§ **DOCUMENT**
——————
Next, the circuit wafer W1 and the array wafer W2 are bonded together (FIG. 21C). Then, the circuit wafer W1, the array wafer W2, and the array wafer W3 are annealed at a temperature Ta different from the temperature Tb (FIG. 21D). Thereby, the metal pads 17, 22, 29 and 32 are heated. The temperature Ta is also an example of the first temperature.

The metal pads 17 and 22 of the present modification include, for example, Cu layers. The annealing in FIG. 21D is performed at a temperature Ta that is set to 400° C. or higher. Therefore, the metal pads 17 and the metal pads 22 of the present modification are sufficiently joined by the annealing shown in FIG. 21D. The annealing in FIG. 21D is performed for one hour at a temperature Ta that is set to 400° C., for example. The annealing not only promotes binding of the inter layer dielectric 13 and the inter layer dielectric 21, but also sufficiently joins the metal pads 17 and the metal pads 22 together.

As described above, it is desirable to prevent diffusion of Cu atoms from the metal pads 17 and 22 closer to the circuit wafer W1 more than diffusion of Cu atoms from the metal pads 29 and 32 far from the circuit wafer W1. The present modification makes it possible to heat the metal pads 17 and 22 only by the annealing shown in FIG. 21D among the annealing shown in FIGS. 21B and 21D to effectively prevent diffusion of Cu atoms from the metal pads 17 and 22. In addition, the present modification makes it possible to set the temperature Ta lower than the temperature Tb to anneal the metal pads 17 and 22 at a lower temperature, resulting in more effective prevention of diffusion of Cu atoms from the metal pads 17 and 22.

As described above, the present embodiment makes it possible to set the temperature Tb to a temperature different from the temperature Ta to form the metal pads 17, 22, 29 and 32 in a preferable manner. The temperature Tb is set higher than the temperature Ta in the above description. Contrarily, the scheme of setting temperature Tb lower than the temperature Ta may be adopted.

The method of the present embodiment may be applied to the manufacturing of the semiconductor device of the second embodiment instead of the manufacturing of the semiconductor device of the first embodiment. In this case, the annealing in the present embodiment not only joins metal pads together, but also joins metal pads and via plugs or joins via plugs together.
——————
§ **SUPPLIED MATERIAL**

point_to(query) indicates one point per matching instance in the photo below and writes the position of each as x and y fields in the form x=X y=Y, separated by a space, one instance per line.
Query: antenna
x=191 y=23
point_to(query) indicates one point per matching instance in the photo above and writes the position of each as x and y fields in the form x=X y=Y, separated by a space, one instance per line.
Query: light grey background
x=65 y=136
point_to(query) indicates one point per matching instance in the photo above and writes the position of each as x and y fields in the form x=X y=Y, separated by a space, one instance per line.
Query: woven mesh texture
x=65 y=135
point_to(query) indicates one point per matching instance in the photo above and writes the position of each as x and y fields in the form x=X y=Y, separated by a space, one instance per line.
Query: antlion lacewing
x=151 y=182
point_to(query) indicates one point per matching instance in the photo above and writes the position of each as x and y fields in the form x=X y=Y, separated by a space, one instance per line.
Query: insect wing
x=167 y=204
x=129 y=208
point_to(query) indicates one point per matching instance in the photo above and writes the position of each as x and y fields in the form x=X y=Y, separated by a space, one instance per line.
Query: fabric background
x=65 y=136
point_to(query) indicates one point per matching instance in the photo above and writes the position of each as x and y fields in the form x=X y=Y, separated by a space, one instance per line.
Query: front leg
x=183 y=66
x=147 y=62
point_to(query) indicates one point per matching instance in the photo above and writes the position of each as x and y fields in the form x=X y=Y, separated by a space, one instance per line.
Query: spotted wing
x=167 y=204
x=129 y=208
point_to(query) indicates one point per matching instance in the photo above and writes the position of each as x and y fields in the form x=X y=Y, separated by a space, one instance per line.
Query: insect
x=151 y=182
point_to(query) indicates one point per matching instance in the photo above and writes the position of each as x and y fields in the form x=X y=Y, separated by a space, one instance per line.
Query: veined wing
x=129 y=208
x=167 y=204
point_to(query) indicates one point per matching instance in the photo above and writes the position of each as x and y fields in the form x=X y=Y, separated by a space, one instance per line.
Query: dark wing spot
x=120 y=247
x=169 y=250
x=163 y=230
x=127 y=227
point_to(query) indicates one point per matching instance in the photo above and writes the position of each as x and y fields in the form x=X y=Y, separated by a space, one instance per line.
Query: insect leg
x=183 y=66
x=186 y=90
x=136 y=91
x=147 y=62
——————
§ **TO BE DONE**
a: Translate this sentence from the wafer-bonding passage into Spanish: "Thereby, the metal pads 17, 22, 29 and 32 are heated."
b: Edit the wafer-bonding passage. Reproduce it starting at the words "The metal pads 17 and 22 of" and stopping after "pads 22 together.", with "Cu layers" replaced by "copper layers".

§ **ANSWERS**
a: De este modo, se calientan las almohadillas metálicas 17, 22, 29 y 32.

b:
The metal pads 17 and 22 of the present modification include, for example, copper layers. The annealing in FIG. 21D is performed at a temperature Ta that is set to 400° C. or higher. Therefore, the metal pads 17 and the metal pads 22 of the present modification are sufficiently joined by the annealing shown in FIG. 21D. The annealing in FIG. 21D is performed for one hour at a temperature Ta that is set to 400° C., for example. The annealing not only promotes binding of the inter layer dielectric 13 and the inter layer dielectric 21, but also sufficiently joins the metal pads 17 and the metal pads 22 together.